YOUR TASK: Rewrite these lines with "sample" changed to "example" wherever it occurs, keeping everything else the same.

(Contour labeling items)
====

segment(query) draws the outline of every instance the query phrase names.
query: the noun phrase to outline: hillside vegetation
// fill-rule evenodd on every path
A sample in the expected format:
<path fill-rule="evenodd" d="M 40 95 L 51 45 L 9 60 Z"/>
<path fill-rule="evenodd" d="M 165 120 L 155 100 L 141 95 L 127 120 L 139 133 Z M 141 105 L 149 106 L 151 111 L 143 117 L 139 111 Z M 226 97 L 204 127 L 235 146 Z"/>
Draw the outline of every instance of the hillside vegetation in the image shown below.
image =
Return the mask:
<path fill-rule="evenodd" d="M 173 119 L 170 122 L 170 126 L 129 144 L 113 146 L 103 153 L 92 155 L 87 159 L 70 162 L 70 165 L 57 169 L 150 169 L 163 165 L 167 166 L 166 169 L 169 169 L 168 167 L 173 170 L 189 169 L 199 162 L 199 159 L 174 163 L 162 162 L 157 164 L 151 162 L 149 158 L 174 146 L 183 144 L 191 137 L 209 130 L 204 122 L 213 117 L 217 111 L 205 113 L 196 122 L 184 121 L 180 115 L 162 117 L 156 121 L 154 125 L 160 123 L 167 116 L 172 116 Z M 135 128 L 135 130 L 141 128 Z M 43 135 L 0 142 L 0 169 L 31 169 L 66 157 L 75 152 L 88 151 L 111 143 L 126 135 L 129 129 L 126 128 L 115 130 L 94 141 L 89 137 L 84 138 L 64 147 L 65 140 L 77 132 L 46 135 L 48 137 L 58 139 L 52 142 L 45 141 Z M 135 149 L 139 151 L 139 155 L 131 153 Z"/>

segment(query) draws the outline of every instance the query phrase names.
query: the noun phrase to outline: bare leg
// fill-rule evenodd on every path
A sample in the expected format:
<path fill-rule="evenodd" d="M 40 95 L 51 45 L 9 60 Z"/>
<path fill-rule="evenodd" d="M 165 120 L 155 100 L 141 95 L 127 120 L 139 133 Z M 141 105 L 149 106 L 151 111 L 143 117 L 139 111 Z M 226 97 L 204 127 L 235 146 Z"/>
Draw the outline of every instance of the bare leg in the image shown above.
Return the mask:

====

SOLUTION TO THIS TASK:
segment(query) draws the outline of every instance the query phrase names.
query: the noun phrase to outline: hillside vegetation
// fill-rule evenodd on every path
A example in the expected format:
<path fill-rule="evenodd" d="M 40 95 L 51 45 L 9 60 Z"/>
<path fill-rule="evenodd" d="M 165 120 L 155 100 L 141 95 L 127 120 L 139 133 Z M 141 105 L 149 106 L 151 111 L 143 117 L 139 111 Z M 226 97 L 204 127 L 235 146 Z"/>
Draw the outline of every instance of the hillside vegetation in the image shown below.
image =
Return the mask:
<path fill-rule="evenodd" d="M 173 119 L 170 122 L 170 126 L 129 144 L 113 146 L 103 153 L 92 155 L 87 159 L 70 162 L 70 165 L 57 169 L 150 169 L 163 165 L 167 166 L 166 169 L 169 169 L 168 167 L 173 170 L 189 169 L 199 162 L 199 159 L 174 163 L 162 162 L 157 164 L 151 162 L 149 158 L 174 146 L 183 144 L 191 137 L 209 130 L 204 122 L 213 117 L 217 111 L 205 113 L 196 122 L 184 121 L 180 115 L 162 117 L 156 121 L 154 125 L 160 123 L 167 116 L 172 116 Z M 135 128 L 135 130 L 141 128 Z M 43 135 L 0 142 L 0 169 L 31 169 L 66 157 L 75 152 L 88 151 L 111 143 L 126 135 L 129 129 L 126 128 L 115 130 L 94 141 L 89 137 L 84 138 L 64 147 L 65 140 L 77 132 L 46 135 L 48 137 L 58 139 L 52 142 L 45 141 Z M 135 149 L 139 151 L 139 155 L 131 153 Z"/>

segment(query) draws the outline of every instance the query phrase names.
query: the noun phrase to outline: bare leg
// fill-rule evenodd on every path
A example in the expected format:
<path fill-rule="evenodd" d="M 40 95 L 51 45 L 9 60 Z"/>
<path fill-rule="evenodd" d="M 165 120 L 155 100 L 141 95 L 127 120 L 139 133 Z M 141 105 L 149 106 L 151 111 L 143 117 L 139 111 Z M 226 97 L 204 127 L 235 146 Z"/>
Draw the outline of every instance of the bare leg in the image shown above.
Return the mask:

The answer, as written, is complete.